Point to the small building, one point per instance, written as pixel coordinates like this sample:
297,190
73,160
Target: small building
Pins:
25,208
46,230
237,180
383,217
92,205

● ● ●

Go through the entries above and pull out each line with "building" in it.

[Task result]
Point to the small building, one point per instance, written as pixel coordinates like this sample:
Target: small building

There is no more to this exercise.